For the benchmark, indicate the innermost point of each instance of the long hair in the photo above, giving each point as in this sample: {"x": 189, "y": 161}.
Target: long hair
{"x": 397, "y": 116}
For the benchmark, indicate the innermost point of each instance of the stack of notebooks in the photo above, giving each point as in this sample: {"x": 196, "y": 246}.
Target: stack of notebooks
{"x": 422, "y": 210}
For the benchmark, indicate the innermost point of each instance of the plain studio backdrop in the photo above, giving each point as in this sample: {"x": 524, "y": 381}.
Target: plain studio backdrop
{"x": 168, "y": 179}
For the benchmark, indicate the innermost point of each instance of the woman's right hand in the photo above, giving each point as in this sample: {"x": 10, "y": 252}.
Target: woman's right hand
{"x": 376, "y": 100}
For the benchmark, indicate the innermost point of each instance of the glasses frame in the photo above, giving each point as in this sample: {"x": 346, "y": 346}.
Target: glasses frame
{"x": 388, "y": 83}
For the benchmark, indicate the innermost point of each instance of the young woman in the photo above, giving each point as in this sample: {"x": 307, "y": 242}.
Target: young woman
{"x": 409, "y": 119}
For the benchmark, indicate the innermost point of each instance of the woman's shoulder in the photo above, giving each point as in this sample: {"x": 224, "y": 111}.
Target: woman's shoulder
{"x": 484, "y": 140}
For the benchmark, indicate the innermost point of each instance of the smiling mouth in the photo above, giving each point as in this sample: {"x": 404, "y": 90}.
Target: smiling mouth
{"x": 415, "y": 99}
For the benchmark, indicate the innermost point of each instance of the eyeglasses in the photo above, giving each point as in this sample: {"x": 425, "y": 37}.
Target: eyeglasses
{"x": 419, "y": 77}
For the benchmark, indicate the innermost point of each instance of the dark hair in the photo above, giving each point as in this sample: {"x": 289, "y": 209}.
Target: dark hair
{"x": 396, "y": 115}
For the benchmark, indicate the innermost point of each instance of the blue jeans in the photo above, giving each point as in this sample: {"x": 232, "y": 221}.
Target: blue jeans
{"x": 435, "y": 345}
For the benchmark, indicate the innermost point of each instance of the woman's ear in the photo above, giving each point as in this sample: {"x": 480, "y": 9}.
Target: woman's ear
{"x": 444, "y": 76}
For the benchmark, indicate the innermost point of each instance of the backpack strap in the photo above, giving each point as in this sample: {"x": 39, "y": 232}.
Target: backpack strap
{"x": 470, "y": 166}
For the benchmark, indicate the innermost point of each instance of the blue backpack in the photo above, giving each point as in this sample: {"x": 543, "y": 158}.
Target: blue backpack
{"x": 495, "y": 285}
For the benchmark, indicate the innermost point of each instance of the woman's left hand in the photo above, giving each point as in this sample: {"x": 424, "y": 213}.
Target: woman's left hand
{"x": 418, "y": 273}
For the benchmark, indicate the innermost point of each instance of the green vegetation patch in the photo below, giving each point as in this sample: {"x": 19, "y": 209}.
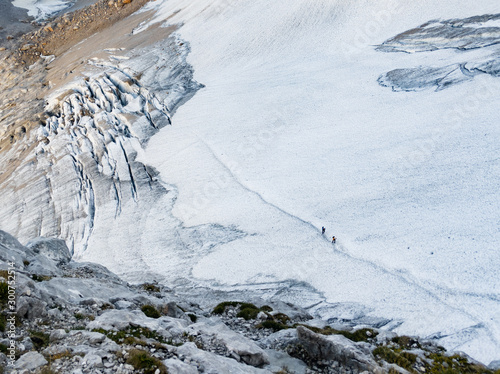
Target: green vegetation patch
{"x": 150, "y": 311}
{"x": 273, "y": 325}
{"x": 142, "y": 360}
{"x": 4, "y": 293}
{"x": 455, "y": 364}
{"x": 248, "y": 311}
{"x": 136, "y": 332}
{"x": 405, "y": 360}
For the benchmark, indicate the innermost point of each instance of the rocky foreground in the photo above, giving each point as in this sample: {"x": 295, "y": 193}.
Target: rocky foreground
{"x": 70, "y": 317}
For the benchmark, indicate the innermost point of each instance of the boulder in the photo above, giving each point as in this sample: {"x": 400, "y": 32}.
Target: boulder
{"x": 247, "y": 350}
{"x": 179, "y": 367}
{"x": 92, "y": 360}
{"x": 57, "y": 334}
{"x": 336, "y": 348}
{"x": 172, "y": 310}
{"x": 30, "y": 361}
{"x": 215, "y": 364}
{"x": 30, "y": 307}
{"x": 53, "y": 248}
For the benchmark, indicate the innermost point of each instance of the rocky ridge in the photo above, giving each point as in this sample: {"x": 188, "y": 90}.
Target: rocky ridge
{"x": 76, "y": 318}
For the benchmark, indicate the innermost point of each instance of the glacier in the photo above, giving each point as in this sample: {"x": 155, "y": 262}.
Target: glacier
{"x": 211, "y": 158}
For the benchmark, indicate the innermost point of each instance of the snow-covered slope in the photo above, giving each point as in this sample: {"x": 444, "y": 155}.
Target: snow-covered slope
{"x": 292, "y": 130}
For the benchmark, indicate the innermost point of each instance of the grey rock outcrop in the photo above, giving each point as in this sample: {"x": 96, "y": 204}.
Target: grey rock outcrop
{"x": 245, "y": 349}
{"x": 30, "y": 361}
{"x": 336, "y": 348}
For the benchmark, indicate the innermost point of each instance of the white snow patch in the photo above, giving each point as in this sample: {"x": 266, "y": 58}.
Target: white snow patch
{"x": 292, "y": 132}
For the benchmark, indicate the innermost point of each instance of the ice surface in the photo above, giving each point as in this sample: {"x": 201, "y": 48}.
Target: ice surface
{"x": 292, "y": 132}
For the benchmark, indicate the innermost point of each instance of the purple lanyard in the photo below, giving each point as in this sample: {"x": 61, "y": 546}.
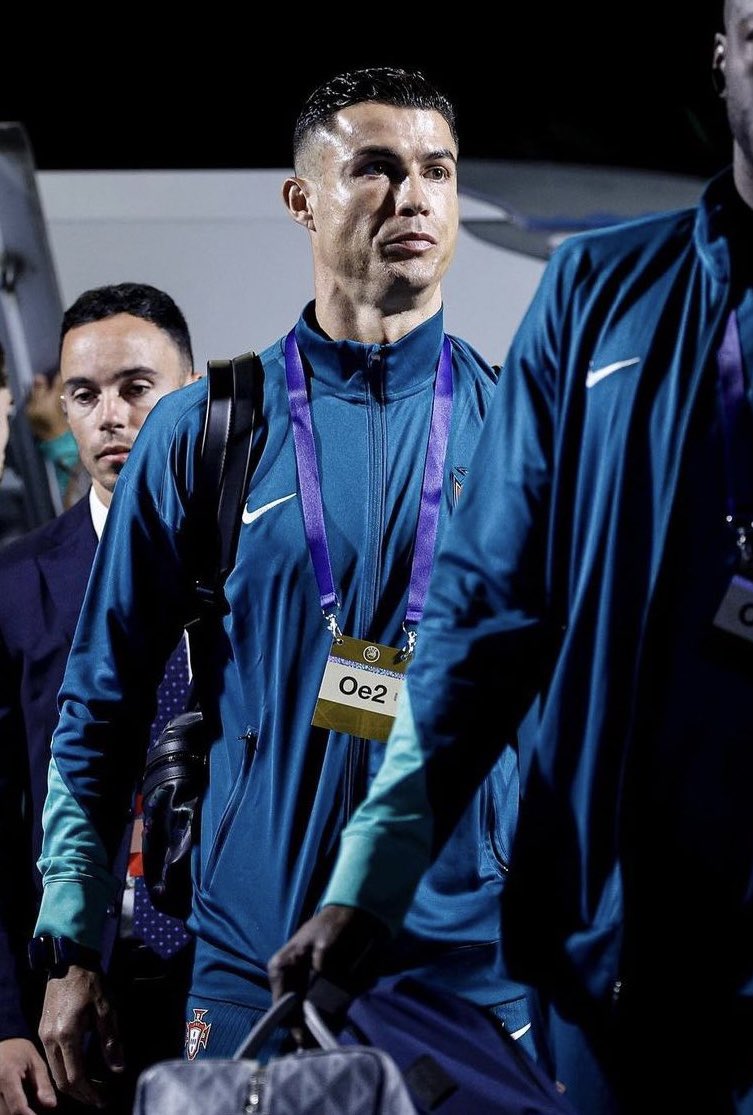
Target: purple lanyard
{"x": 308, "y": 478}
{"x": 734, "y": 414}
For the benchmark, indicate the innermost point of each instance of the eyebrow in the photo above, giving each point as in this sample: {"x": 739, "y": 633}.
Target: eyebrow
{"x": 430, "y": 156}
{"x": 124, "y": 374}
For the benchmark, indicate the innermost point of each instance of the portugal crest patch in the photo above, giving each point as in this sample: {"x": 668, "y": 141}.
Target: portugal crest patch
{"x": 196, "y": 1033}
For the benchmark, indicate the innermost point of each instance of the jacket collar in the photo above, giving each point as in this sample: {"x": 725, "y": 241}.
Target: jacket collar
{"x": 354, "y": 367}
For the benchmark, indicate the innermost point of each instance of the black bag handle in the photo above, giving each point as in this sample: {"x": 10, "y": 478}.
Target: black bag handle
{"x": 225, "y": 466}
{"x": 277, "y": 1016}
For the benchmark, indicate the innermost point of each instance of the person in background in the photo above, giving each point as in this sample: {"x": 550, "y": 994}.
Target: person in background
{"x": 6, "y": 409}
{"x": 122, "y": 348}
{"x": 368, "y": 416}
{"x": 595, "y": 590}
{"x": 54, "y": 437}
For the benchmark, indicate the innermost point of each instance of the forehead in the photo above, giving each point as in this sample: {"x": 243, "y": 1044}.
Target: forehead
{"x": 417, "y": 132}
{"x": 103, "y": 349}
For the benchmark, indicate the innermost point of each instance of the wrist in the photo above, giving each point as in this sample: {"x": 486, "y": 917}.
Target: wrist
{"x": 55, "y": 954}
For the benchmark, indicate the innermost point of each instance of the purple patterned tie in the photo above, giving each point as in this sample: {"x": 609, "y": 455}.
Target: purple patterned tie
{"x": 163, "y": 933}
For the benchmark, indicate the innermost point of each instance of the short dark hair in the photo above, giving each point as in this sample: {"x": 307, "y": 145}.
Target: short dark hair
{"x": 138, "y": 299}
{"x": 385, "y": 85}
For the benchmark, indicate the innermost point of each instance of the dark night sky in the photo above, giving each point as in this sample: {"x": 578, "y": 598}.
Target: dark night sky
{"x": 597, "y": 84}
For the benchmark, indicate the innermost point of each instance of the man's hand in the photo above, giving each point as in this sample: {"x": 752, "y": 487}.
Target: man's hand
{"x": 23, "y": 1078}
{"x": 338, "y": 942}
{"x": 75, "y": 1007}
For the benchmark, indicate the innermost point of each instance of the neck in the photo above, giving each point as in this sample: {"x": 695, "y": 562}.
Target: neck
{"x": 343, "y": 318}
{"x": 103, "y": 493}
{"x": 743, "y": 176}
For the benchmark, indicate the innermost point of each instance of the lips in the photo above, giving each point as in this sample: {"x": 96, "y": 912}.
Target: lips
{"x": 411, "y": 238}
{"x": 114, "y": 452}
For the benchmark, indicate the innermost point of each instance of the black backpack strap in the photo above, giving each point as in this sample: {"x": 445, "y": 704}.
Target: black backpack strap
{"x": 225, "y": 466}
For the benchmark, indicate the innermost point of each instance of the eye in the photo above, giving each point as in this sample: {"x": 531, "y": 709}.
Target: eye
{"x": 83, "y": 397}
{"x": 135, "y": 390}
{"x": 376, "y": 167}
{"x": 437, "y": 173}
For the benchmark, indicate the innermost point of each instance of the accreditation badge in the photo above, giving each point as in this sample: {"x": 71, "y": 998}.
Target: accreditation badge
{"x": 359, "y": 688}
{"x": 735, "y": 612}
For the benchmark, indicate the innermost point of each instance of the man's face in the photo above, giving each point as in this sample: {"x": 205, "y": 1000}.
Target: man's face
{"x": 384, "y": 203}
{"x": 113, "y": 372}
{"x": 737, "y": 52}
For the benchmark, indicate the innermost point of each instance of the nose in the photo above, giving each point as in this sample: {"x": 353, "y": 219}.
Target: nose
{"x": 112, "y": 410}
{"x": 412, "y": 195}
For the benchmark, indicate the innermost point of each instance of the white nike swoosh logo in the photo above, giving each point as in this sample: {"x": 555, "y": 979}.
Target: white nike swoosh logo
{"x": 251, "y": 516}
{"x": 518, "y": 1034}
{"x": 594, "y": 377}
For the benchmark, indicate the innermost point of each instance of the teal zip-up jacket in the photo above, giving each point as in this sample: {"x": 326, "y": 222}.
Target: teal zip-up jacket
{"x": 279, "y": 791}
{"x": 548, "y": 609}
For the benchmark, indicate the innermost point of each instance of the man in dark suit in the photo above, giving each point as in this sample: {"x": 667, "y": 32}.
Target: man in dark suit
{"x": 122, "y": 348}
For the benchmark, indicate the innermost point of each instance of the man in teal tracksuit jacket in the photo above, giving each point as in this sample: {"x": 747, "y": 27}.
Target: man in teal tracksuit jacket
{"x": 280, "y": 788}
{"x": 577, "y": 594}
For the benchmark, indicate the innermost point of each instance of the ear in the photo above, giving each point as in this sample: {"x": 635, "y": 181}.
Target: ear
{"x": 296, "y": 196}
{"x": 718, "y": 64}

▶ **Aim**: Copy out the lines starting at the one containing "dark suit in" and ending with the last line of the entries. Include nothing else.

▶ **Exercise response**:
For the benchmark, indicate the innermost point of each instance of the man in dark suit in the photo above, giving each point as in this sample: {"x": 667, "y": 32}.
Target: man in dark suit
{"x": 122, "y": 348}
For the benchmark, indicate the innermost point of each instance of the man in teal tracksuit jacket in the photo above, giving each point as in this sample: {"x": 747, "y": 27}.
Target: man in teal tracksuit jacket
{"x": 280, "y": 788}
{"x": 577, "y": 594}
For the benchmark, indicate the innermost point of each instance of the ear in the photo above, giving each point as in this sample: {"x": 635, "y": 181}.
Target: ear
{"x": 296, "y": 196}
{"x": 718, "y": 64}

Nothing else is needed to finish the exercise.